- **GESTELLTE AUFGABE**: Gib nur die Anzahl der Zeilen in den Einträgen an, die die Zeichenfolge „Target“ enthalten. Groß- und Kleinschreibung zählt dabei.

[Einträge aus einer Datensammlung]
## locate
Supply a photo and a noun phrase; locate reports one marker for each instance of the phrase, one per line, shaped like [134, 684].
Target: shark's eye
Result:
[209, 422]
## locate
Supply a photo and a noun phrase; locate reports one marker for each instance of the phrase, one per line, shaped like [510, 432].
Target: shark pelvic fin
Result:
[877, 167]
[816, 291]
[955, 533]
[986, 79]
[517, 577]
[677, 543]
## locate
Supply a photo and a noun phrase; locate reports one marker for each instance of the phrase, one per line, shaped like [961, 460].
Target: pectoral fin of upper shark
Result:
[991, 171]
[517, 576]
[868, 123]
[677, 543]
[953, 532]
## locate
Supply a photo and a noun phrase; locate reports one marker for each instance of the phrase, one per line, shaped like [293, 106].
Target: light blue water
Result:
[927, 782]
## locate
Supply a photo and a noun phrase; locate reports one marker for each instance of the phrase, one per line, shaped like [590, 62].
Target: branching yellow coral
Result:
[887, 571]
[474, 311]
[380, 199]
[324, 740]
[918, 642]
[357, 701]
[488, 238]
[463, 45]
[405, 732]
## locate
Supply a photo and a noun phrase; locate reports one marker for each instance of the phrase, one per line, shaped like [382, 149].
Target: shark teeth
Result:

- **ANTWORT ZUR AUFGABE**: 6